◆ **Records for this task**
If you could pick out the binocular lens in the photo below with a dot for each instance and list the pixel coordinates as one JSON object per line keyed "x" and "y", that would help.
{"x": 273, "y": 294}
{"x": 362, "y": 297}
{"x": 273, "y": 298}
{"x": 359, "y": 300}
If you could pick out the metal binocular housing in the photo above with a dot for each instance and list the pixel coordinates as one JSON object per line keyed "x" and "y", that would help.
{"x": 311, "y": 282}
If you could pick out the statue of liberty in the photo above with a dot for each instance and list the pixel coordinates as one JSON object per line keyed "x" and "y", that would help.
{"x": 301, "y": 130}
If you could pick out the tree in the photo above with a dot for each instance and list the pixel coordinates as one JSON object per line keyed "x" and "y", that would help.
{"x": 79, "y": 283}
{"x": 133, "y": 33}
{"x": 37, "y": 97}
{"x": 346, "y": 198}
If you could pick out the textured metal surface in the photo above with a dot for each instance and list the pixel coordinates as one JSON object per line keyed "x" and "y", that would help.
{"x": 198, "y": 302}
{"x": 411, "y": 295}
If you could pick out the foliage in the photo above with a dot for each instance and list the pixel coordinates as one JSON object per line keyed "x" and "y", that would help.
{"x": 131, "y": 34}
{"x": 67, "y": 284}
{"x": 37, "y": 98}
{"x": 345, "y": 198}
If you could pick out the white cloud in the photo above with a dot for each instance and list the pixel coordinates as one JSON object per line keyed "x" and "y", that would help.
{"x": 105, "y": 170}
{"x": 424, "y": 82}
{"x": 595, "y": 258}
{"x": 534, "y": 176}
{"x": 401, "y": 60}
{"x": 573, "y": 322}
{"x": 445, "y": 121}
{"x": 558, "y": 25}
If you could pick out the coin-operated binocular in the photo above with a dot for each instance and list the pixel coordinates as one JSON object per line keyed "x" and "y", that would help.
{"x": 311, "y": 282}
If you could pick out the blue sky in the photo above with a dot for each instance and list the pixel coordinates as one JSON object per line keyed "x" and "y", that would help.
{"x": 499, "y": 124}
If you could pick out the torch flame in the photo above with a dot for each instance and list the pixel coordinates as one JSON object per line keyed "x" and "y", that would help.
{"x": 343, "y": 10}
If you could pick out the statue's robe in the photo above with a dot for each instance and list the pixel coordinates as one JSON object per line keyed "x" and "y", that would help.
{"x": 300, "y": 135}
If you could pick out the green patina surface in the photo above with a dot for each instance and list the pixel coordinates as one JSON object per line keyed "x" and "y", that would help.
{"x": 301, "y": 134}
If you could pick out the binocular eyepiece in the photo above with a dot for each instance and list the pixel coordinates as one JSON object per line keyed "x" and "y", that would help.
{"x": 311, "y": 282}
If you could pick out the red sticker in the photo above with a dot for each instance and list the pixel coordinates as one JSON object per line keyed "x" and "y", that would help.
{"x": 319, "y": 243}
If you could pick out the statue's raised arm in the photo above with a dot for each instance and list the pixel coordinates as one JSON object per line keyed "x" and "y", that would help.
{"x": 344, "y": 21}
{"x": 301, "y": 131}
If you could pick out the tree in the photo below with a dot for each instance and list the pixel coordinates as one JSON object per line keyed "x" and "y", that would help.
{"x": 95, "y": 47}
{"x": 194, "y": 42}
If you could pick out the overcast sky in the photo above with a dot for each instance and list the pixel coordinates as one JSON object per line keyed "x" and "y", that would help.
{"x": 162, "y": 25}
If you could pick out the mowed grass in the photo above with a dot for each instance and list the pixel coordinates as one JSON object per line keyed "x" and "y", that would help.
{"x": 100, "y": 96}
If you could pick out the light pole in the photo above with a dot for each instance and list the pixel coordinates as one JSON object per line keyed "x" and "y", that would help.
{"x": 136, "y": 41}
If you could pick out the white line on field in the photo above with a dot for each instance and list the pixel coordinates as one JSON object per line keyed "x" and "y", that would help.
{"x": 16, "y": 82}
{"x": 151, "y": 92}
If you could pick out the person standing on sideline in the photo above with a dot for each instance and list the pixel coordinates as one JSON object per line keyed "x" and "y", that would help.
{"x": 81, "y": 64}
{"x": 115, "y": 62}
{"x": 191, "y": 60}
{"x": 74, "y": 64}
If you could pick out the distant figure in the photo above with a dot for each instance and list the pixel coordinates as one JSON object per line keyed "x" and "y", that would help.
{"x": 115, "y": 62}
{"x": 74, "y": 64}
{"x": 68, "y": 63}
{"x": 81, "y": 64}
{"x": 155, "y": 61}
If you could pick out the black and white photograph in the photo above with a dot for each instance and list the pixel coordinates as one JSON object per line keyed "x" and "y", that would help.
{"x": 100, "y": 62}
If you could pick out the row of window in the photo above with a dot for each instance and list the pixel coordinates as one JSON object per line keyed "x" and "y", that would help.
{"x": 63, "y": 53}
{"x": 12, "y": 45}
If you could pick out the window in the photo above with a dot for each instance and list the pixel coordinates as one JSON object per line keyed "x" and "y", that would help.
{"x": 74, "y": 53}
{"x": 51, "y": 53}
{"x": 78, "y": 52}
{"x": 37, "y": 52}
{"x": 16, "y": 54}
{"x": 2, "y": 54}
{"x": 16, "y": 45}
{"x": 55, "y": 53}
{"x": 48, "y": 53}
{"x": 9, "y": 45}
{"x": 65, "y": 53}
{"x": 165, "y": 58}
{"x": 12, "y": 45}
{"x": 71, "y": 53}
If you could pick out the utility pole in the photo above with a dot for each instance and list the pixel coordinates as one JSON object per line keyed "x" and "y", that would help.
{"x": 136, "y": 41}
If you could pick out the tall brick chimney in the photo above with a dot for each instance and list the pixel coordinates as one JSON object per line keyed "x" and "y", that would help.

◆ **Problem requirements**
Take the entries above and copy them out exactly.

◆ **Full output**
If you could pick out the binocular lens in the photo below with a dot for each instance and list the pixel coordinates as one JSON object per line keyed "x" and "y", that would help.
{"x": 273, "y": 294}
{"x": 362, "y": 297}
{"x": 273, "y": 298}
{"x": 359, "y": 300}
If you could pick out the metal binocular housing in the photo above with a dot for each instance and list the pixel coordinates as one JSON object per line keyed "x" and "y", that would help.
{"x": 311, "y": 282}
If you could pick out the statue of liberty in the photo above with a dot for each instance and list the pixel coordinates as one JSON object per line keyed "x" and "y", that would help.
{"x": 301, "y": 130}
If you could pick out the tree in the photo above with a dot for each instance and list the pixel coordinates as one JSON object per line keyed "x" and "y", that would help.
{"x": 79, "y": 283}
{"x": 133, "y": 33}
{"x": 37, "y": 97}
{"x": 346, "y": 198}
If you could pick out the textured metal surface in the photo above with a dot for each instance and list the pixel coordinates as one JSON object per line keyed "x" and "y", that would help.
{"x": 198, "y": 302}
{"x": 411, "y": 295}
If you could pick out the foliage in the photo above with a dot for each instance and list the pixel coordinates as one JSON object per line keyed "x" and "y", that would help.
{"x": 131, "y": 34}
{"x": 67, "y": 284}
{"x": 37, "y": 98}
{"x": 345, "y": 198}
If you could pick out the white cloud in the photo above with a dot for each instance and list the pixel coordinates as one JSON object per line keyed "x" and "y", that would help.
{"x": 105, "y": 170}
{"x": 424, "y": 82}
{"x": 595, "y": 258}
{"x": 534, "y": 176}
{"x": 401, "y": 60}
{"x": 573, "y": 322}
{"x": 445, "y": 121}
{"x": 558, "y": 25}
If you could pick out the coin-operated binocular in the photo above with a dot for each instance and list the pixel coordinates as one JSON object per line keyed "x" and "y", that would help.
{"x": 311, "y": 282}
If you could pick out the blue sky in the photo above with a dot for each instance and list the pixel coordinates as one JSON object per line keyed "x" and "y", that would help.
{"x": 499, "y": 124}
If you could pick out the torch flame in the photo above with a dot for each instance and list the pixel coordinates as one JSON object per line keyed "x" and "y", that would help.
{"x": 343, "y": 10}
If you could pick out the statue's robe in the photo above with a dot for each instance and list the pixel coordinates as one JSON object per line keyed "x" and "y", that would help.
{"x": 300, "y": 135}
If you could pick out the green patina surface in the photo above with a dot for each instance and list the pixel coordinates as one JSON object per line keyed "x" and "y", that would help.
{"x": 301, "y": 134}
If you could pick out the binocular eyepiece in the photo above with a dot for each instance and list the pixel coordinates as one JSON object per line keyed "x" and "y", that would help.
{"x": 311, "y": 282}
If you could pick out the red sticker in the photo above with a dot for each instance and list the pixel coordinates as one JSON object per line keyed "x" and "y", that would help.
{"x": 319, "y": 243}
If you could pick out the statue's raised arm in the photo above with a dot for each instance and list the pixel coordinates as one JSON object per line keyed "x" and "y", that would help.
{"x": 344, "y": 21}
{"x": 301, "y": 131}
If you could pick out the tree in the photo below with a dot for each instance and list the pixel coordinates as one JSON object per line keyed "x" and "y", that would help.
{"x": 95, "y": 47}
{"x": 194, "y": 42}
If you could pick out the overcast sky in the photo above with a dot for each instance and list the pixel coordinates as one JSON object per line keyed "x" and "y", that would help.
{"x": 162, "y": 25}
If you could pick out the mowed grass in the photo above with a dot for each instance and list the pixel coordinates as one JSON object per line keyed "x" and "y", that would help.
{"x": 100, "y": 96}
If you could pick out the light pole in the photo above with a dot for each instance and list the pixel coordinates as one JSON object per line keyed "x" and "y", that would help.
{"x": 136, "y": 41}
If you could pick out the white line on field in the photo above with a dot for each instance and list the pixel coordinates as one JSON object per line keyed "x" and "y", that would help.
{"x": 16, "y": 82}
{"x": 151, "y": 92}
If you could pick out the person standing on sideline in the photo above with a dot for each instance and list the pixel coordinates as one JSON object per line keyed "x" and "y", that would help.
{"x": 81, "y": 64}
{"x": 115, "y": 62}
{"x": 191, "y": 60}
{"x": 74, "y": 64}
If you could pick out the distant figure in the photo above with a dot for each instance and list the pixel coordinates as one JSON object per line keyed "x" and "y", that would help.
{"x": 115, "y": 62}
{"x": 74, "y": 64}
{"x": 68, "y": 63}
{"x": 81, "y": 64}
{"x": 155, "y": 61}
If you could pick out the black and white photograph in the photo above with a dot for each instance and list the pixel coordinates as one JSON object per line keyed "x" and "y", that would help.
{"x": 100, "y": 62}
If you could pick out the row of window in the photo above with a dot for each instance and list the pixel coordinates as one JSON object per line keyed "x" and "y", that would help.
{"x": 63, "y": 53}
{"x": 12, "y": 45}
If you could pick out the window in the photo above with a dot for each instance and list the pixel coordinates as one JSON object per line keyed "x" and "y", that would help.
{"x": 74, "y": 53}
{"x": 51, "y": 53}
{"x": 78, "y": 52}
{"x": 37, "y": 52}
{"x": 16, "y": 54}
{"x": 2, "y": 54}
{"x": 16, "y": 45}
{"x": 55, "y": 53}
{"x": 48, "y": 53}
{"x": 9, "y": 45}
{"x": 65, "y": 53}
{"x": 165, "y": 58}
{"x": 12, "y": 45}
{"x": 71, "y": 53}
If you could pick out the utility pole in the photo above with a dot for each instance and list the pixel coordinates as one JSON object per line keyed "x" and "y", that would help.
{"x": 136, "y": 41}
If you could pick out the tall brick chimney in the photo above with a dot for each instance and list the pixel coordinates as one JSON object per line keyed "x" and "y", that would help.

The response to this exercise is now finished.